▶ [WHAT YOU NEED TO DO]
Write down each entry again, exactly as it reads.
Top of PROVIDED ENTRIES
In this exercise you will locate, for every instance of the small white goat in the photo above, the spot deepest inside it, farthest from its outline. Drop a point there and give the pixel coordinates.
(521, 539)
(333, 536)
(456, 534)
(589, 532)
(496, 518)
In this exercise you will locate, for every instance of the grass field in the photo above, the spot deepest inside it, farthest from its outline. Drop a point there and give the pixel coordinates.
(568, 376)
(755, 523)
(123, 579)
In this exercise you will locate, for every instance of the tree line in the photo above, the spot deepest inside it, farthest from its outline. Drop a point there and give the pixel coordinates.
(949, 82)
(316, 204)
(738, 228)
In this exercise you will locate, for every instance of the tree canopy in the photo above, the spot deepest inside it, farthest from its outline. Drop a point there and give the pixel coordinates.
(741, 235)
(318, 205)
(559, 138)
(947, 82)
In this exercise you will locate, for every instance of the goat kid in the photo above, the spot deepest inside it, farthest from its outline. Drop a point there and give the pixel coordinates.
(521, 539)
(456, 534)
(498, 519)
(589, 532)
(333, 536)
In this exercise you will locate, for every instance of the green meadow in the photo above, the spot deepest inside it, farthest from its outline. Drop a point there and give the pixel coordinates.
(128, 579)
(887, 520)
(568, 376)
Bottom of PROVIDED ENTRIES
▶ [RESULT OF THIS TASK]
In this exercise you will locate, for every instance of the small white goat in the photo above, the spot deepest inside it, farthest from its outline. Drop a point there and give the pixel coordinates.
(521, 539)
(333, 536)
(456, 534)
(589, 532)
(496, 518)
In this exercise you will locate, for every instance of the grass field in the photo above, the spot deepest inside it, farthest from its outline. Drop a point there and give the pixel coordinates.
(568, 376)
(755, 523)
(123, 579)
In this exercise you will locate, for every instance of the tree line in the photo above, the spot deepest inside it, farthest from its outline. Drop a point there and give the pixel coordinates.
(949, 82)
(316, 204)
(738, 228)
In this exercise you will locate, for every instance of the tree canopy in the photo above, the spot deepest inside it, farthest from its outline. Drop a point there and give the pixel coordinates.
(741, 235)
(318, 205)
(559, 138)
(947, 82)
In this exercise you will locate, for every instance of the goat kid in the photo above, the spot deepest inside it, farthest from its outline. Drop a point there and give the pixel coordinates.
(521, 539)
(456, 534)
(498, 519)
(589, 532)
(333, 536)
In this exercise you will locate, for every instance of the green meadow in the photo above, the spot deepest inside it, farthest from its outline. Drop a point there and give the pixel coordinates.
(128, 579)
(887, 520)
(568, 376)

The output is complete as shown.